#### PROMPT:
Check every line of the data and copy the ones where "black" appears.
______
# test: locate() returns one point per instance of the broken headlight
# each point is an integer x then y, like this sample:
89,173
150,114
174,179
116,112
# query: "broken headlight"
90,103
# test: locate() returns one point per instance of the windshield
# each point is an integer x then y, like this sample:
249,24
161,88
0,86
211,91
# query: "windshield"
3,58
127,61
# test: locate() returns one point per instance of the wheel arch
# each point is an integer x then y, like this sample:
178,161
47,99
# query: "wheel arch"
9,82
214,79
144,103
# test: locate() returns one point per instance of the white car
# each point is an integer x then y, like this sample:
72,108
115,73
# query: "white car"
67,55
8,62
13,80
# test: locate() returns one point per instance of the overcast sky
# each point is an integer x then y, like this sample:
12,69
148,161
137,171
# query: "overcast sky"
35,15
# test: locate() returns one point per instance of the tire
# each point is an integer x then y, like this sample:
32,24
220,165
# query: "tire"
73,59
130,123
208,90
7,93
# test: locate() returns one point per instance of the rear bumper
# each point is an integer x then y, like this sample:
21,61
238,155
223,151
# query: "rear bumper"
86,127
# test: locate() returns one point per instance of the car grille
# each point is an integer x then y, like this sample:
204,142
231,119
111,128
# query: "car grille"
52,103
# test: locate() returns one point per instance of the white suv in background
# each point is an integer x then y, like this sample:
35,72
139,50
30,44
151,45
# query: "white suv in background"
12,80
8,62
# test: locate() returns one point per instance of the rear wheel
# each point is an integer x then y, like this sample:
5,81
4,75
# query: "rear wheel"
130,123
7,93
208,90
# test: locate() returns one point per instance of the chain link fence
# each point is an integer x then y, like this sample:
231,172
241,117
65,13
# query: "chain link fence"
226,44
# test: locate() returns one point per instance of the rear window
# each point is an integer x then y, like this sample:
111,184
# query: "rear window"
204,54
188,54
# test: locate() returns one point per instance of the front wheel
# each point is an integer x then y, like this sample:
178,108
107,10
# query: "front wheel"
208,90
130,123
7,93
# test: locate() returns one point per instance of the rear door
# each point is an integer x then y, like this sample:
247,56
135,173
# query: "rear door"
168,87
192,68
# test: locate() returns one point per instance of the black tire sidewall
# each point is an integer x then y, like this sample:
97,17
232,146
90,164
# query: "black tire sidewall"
______
#### RESULT OF THIS TASK:
# test: locate() returns one point per instance of the black tire sidewall
# query: "black tire sidewall"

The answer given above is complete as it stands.